Problem description:
Please render every line of the material below as a JSON list of strings, one string per line, with blank lines omitted.

Object detection data
=-=-=-=-=
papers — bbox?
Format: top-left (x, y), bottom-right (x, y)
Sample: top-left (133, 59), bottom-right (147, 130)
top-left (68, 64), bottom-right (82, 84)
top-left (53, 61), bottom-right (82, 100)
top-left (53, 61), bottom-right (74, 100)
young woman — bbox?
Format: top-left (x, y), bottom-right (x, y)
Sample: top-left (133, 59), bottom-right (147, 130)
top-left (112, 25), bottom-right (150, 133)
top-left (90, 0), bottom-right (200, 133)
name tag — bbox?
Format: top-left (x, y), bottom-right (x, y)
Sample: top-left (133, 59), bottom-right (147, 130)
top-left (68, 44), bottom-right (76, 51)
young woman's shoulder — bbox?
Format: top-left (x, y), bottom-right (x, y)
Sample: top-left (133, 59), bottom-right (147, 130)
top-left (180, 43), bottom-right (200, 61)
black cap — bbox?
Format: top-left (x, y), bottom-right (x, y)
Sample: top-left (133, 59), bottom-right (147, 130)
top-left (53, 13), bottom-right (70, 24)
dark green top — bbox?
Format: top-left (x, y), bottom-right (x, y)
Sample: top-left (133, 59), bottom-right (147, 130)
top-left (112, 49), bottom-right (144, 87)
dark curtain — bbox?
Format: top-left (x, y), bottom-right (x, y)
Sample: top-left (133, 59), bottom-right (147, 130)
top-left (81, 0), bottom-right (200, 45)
=-=-=-=-=
Response to the exercise:
[
  "papers — bbox?",
  "Format: top-left (x, y), bottom-right (x, y)",
  "Sample: top-left (133, 59), bottom-right (147, 130)",
  "top-left (68, 64), bottom-right (82, 84)",
  "top-left (53, 61), bottom-right (82, 100)",
  "top-left (53, 61), bottom-right (74, 100)",
  "young woman — bbox?",
  "Format: top-left (x, y), bottom-right (x, y)",
  "Sample: top-left (133, 59), bottom-right (147, 130)",
  "top-left (112, 25), bottom-right (150, 133)",
  "top-left (90, 0), bottom-right (200, 133)",
  "name tag — bbox?",
  "Format: top-left (x, y), bottom-right (x, y)",
  "Sample: top-left (133, 59), bottom-right (147, 130)",
  "top-left (68, 44), bottom-right (76, 51)",
  "young woman's shoulder — bbox?",
  "Format: top-left (x, y), bottom-right (x, y)",
  "Sample: top-left (133, 59), bottom-right (147, 130)",
  "top-left (180, 43), bottom-right (200, 61)",
  "black cap — bbox?",
  "Format: top-left (x, y), bottom-right (x, y)",
  "Sample: top-left (133, 59), bottom-right (147, 130)",
  "top-left (53, 13), bottom-right (70, 24)",
  "dark green top — bbox?",
  "Format: top-left (x, y), bottom-right (x, y)",
  "Sample: top-left (133, 59), bottom-right (147, 130)",
  "top-left (112, 49), bottom-right (144, 87)",
  "dark curtain — bbox?",
  "Format: top-left (x, y), bottom-right (x, y)",
  "Sample: top-left (133, 59), bottom-right (147, 130)",
  "top-left (81, 0), bottom-right (200, 45)"
]